Task prompt:
Locate each line in the material below that contains the word "yellow". Copy those lines in full.
== Data section ==
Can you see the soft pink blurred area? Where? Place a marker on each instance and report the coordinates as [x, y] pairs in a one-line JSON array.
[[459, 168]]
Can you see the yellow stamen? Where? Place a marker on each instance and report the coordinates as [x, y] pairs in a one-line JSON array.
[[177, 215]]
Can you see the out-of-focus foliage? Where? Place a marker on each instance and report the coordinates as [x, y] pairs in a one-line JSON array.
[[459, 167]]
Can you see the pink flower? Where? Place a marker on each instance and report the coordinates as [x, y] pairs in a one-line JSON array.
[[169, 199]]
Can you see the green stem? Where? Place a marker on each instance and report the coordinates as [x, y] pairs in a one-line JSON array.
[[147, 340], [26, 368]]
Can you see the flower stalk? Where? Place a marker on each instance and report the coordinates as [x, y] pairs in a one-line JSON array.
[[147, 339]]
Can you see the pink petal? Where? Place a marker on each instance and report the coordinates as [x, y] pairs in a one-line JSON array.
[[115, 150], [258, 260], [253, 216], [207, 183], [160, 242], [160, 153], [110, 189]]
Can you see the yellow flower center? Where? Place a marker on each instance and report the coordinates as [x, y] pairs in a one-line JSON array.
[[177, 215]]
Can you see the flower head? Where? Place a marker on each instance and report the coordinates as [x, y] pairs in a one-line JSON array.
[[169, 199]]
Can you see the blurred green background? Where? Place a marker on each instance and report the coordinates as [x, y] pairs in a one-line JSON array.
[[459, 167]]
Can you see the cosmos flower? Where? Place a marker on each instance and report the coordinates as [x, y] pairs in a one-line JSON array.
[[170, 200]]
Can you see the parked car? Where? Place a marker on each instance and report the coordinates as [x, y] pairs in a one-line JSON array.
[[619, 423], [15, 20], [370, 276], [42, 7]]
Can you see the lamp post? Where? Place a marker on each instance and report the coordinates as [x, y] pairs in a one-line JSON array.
===
== Data section ==
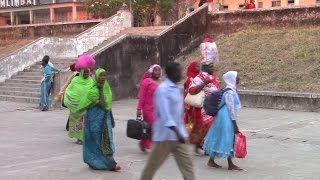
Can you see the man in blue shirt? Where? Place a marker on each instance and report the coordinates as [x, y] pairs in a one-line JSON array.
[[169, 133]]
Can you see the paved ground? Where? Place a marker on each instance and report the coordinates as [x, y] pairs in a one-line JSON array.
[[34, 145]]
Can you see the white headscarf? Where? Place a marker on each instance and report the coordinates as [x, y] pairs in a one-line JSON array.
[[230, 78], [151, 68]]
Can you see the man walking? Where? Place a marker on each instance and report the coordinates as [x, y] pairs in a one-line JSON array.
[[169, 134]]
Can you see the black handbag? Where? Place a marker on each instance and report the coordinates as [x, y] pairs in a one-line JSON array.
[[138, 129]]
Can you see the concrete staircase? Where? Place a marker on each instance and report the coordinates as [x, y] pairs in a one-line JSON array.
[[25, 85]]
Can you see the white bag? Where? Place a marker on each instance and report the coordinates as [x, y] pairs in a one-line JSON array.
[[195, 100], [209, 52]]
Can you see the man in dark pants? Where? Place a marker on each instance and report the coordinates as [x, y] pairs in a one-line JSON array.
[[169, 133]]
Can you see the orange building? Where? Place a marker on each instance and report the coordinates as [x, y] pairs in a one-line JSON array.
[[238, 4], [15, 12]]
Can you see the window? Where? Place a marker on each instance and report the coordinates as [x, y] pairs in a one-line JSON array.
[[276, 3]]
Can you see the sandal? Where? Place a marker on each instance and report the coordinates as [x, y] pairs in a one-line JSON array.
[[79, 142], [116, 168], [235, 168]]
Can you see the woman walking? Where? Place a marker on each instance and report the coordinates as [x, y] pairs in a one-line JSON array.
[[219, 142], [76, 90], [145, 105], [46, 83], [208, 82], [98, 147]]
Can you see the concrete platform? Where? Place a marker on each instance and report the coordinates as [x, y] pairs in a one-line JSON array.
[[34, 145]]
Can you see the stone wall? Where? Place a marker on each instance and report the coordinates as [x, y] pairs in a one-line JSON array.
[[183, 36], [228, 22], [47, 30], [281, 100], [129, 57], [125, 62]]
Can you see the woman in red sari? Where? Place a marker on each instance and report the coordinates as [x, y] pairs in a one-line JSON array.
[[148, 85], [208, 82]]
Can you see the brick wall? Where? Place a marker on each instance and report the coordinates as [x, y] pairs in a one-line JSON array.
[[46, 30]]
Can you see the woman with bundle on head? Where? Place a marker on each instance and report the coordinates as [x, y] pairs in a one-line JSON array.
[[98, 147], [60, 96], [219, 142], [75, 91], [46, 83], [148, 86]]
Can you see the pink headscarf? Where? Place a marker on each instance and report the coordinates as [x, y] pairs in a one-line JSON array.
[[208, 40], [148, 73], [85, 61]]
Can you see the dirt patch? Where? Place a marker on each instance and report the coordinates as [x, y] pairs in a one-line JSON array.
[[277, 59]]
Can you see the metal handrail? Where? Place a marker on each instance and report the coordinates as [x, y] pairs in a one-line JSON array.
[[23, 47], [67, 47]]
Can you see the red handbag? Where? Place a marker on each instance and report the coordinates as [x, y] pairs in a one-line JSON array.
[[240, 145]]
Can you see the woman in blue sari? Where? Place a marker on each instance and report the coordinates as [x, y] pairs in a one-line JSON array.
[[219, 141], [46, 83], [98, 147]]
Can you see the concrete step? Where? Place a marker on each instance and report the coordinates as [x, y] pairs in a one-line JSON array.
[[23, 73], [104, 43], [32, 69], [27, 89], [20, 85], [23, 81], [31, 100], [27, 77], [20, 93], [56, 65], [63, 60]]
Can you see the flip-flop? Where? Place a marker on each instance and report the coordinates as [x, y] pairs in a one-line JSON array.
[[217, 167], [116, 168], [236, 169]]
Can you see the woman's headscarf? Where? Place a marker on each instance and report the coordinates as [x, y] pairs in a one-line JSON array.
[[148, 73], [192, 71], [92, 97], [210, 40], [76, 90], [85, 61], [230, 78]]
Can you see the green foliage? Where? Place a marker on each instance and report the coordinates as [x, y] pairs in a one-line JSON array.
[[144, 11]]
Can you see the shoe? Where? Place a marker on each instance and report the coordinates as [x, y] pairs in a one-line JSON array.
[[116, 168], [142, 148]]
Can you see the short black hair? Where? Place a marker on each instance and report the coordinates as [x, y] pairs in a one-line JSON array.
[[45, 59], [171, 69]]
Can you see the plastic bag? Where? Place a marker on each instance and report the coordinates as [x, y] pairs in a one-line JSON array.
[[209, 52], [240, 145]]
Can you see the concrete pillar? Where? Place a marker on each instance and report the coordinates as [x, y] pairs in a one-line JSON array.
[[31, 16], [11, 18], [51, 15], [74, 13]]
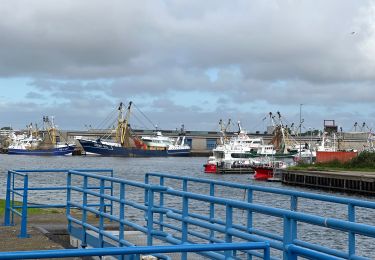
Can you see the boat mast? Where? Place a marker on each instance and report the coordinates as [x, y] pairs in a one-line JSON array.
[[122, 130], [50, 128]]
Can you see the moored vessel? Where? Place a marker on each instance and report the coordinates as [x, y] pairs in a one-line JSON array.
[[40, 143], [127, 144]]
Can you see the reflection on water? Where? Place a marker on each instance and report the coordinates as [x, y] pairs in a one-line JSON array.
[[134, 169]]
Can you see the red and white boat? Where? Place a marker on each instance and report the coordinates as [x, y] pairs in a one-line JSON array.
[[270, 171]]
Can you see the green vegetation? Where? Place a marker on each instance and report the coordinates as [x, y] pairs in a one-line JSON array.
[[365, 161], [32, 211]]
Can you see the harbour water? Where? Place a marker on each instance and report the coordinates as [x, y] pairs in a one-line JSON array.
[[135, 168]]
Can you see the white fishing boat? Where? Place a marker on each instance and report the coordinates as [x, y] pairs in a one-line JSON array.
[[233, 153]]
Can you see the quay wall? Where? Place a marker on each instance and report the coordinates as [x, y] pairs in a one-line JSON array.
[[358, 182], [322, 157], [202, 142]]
===
In response:
Can you see the yellow stamen? Where? Place a marker on each instance and report the coordinates as [x, y] pairs in a one-line JSON array.
Can you see the yellow flower center? Where? Place a marker on each instance and report the coordinates as [x, y] pairs in a one-line JSON array.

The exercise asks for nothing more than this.